Task list:
**a.** In the essay on algorithms and bad input data, what program turned the scanned PNG page into a spreadsheet?
**b.** Pick up the essay on algorithms and bad input data after its last paragraph, and write what comes next.

Shortly after midnight on September 26, 1983, Lieutenant Colonel Stanislav Petrov stood between the analytical pronouncements of Cosmos 1382 in the Oko system and global nuclear war that might certainly annihilate civilization. Paranoid Soviet leaders had a system built to alert to a preemptive attack. It used infrared sensors to detect the hot gas plume of an incoming missile. When it was fooled by the setting sun into predicting one and then five incoming missiles, it was a computer programmer who recognized it for the mistake it was. For this we can all be thankful.
Algorithms often process clean input data well enough to get a useful answer with minimal or no rework. It’s when we follow our data blindly that we get into trouble. This is the very real danger of an algorithm-driven world. That shouldn’t completely dissuade us from using algorithms to help us make decisions. But given the potential for poor input data (either through inconsistent measurement or incomplete knowledge of input state assumptions), it’s best to keep a human in the loop in critical systems.
Recently, I was investigating death rates by state for different types of cancer. Two tables in Cancer Facts and Figures 2015 had just the right data to put together – new cases (p5) and deaths (p6). All I needed to do was cut and paste the data into Excel and make a new sheet to divide deaths by new cases. How hard could it be?
Not so fast. Cut and paste from the PDF didn’t work. So, I printed a page of the original document, scanned it and saved the resulting image as a PNG file. Abbyy FineReader Sprint 8.0 converted this image into a nearly perfect Excel spreadsheet with only a couple of cells to fix. That result was good enough, but there was still the nagging issue of the printing and scanning. Why waste the paper and ink when you could just read it from the page electronically?
With a Mac, I used Grab to capture a TIFF image of the page. The attempt to convert this image with Abbyy created a nonsense spreadsheet. I saved the TIFF image in the PNG format and converted it. Now the rows and columns were captured properly, but 10% of the 561 cells (51 rows and 11 columns) had errors. This kicked off an analytical odyssey typical of those pursued by scientific investigators working in a new area with bad data. You know it’s going to end badly but hope drives you forward.

Extracted data:
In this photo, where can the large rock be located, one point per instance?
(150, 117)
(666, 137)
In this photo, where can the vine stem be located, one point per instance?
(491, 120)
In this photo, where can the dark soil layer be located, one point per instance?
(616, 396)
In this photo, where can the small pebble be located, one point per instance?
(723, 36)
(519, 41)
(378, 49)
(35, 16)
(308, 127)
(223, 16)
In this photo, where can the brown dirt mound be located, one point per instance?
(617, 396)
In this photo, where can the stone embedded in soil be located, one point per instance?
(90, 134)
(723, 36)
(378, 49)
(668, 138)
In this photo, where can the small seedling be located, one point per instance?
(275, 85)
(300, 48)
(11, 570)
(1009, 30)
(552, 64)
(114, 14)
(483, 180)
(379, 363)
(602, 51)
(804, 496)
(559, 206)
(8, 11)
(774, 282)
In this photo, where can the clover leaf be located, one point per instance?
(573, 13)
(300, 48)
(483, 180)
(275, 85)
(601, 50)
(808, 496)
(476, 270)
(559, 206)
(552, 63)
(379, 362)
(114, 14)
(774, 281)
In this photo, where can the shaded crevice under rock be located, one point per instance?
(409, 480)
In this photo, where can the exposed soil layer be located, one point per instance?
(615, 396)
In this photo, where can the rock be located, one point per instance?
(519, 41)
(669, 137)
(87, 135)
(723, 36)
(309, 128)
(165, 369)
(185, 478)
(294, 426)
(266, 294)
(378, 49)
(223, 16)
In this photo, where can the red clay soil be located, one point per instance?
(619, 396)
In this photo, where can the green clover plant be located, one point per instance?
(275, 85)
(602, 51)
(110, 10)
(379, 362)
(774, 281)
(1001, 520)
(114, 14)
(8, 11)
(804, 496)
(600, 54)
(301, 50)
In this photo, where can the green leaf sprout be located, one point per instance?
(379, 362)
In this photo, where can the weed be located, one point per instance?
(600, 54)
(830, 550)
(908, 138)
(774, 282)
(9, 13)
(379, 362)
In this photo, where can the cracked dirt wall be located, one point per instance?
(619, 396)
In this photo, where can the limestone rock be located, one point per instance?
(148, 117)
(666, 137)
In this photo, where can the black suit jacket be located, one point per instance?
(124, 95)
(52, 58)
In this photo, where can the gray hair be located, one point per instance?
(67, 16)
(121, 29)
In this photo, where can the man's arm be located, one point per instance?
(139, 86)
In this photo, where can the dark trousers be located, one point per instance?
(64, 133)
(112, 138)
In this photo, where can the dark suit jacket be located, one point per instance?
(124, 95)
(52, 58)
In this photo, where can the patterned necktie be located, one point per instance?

* * *

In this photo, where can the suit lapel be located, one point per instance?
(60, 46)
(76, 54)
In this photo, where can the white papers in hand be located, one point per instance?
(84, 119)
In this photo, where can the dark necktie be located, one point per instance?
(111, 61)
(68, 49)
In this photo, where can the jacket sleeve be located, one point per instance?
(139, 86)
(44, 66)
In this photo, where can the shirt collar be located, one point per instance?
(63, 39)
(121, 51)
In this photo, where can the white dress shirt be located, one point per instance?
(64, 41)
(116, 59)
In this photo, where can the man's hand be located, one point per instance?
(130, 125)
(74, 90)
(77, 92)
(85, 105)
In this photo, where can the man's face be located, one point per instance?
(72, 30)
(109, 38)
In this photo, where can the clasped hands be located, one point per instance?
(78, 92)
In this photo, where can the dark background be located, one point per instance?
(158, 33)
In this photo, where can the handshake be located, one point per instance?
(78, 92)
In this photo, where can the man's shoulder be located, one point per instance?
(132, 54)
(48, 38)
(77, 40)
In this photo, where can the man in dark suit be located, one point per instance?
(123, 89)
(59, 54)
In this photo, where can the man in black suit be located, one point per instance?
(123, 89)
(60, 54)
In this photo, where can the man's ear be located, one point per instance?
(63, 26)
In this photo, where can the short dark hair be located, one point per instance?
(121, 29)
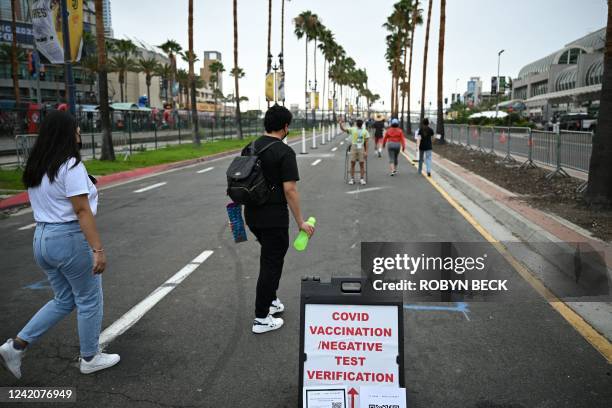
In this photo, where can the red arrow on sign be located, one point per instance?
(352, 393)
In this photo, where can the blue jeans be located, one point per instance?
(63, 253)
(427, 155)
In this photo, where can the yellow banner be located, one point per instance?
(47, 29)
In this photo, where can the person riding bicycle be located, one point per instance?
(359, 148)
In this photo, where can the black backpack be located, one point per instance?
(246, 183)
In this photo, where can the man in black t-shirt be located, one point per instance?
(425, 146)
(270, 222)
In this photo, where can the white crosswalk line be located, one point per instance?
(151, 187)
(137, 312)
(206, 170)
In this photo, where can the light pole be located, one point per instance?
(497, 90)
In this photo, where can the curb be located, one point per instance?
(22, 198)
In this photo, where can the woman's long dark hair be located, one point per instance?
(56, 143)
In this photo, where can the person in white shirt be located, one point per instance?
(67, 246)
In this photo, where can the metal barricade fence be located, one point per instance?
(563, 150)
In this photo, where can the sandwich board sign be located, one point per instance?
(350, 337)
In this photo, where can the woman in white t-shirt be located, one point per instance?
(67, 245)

Expected responses:
**a.** Abbyy FineReader Sprint 8.0

**b.**
The scanned version previously recognized had been captured with a text method that sharpened and added contrast. I replicated this with the color adjustment tool in Preview (again this is all using bundled Mac tools). Increasing contrast to 75%, only 40 errors were seen. At contrast of 100%, errors were further reduced to 30. Sharpen at 100% was roughly equivalent. With a combination of contrast at 25% and sharpen at 75%, I was down to 11 errors.
Still though, this was disappointing compared to the nearly perfect work made of the printed version that had been scanned. Meanwhile, Abbyy was calling attention to this with every attempt to read the file. It persistently displayed a warning, “The image resolution is too small, please re-scan with the resolution greater than 150 dpi.” Now the time to listen to the warning was at hand. The scanned image had been captured at 150 dpi. The TIFF generated by Grab was 72 dpi. The answer was clear.
A quick scan of the Internet suggested that best practice for scanning resolution was closer to 300 dpi (Abbyy, Fujitsu, Univ of Illinois). Could I get 300 dpi image from the PDF file? It turns out that the Save As function in Preview can save a PNG formatted image of a selected page in a PDF file. An input box lets you enter any numeric value for the resolution without argument. Nice, but no matter what you enter the image is saved at 150 dpi.
Fortunately, that was good enough. I had a worksheet with death rates by state for selected cancers, and the exercise was sufficient as a lesson for this article. But that brings us back to the threat of nuclear annihilation instigated by a closed loop monitoring system. When one builds a mission critical system, can you trust it enough to run without human intervention? What if there was a threshold that was good enough, and we were 99.999% sure that it told the truth as we knew it?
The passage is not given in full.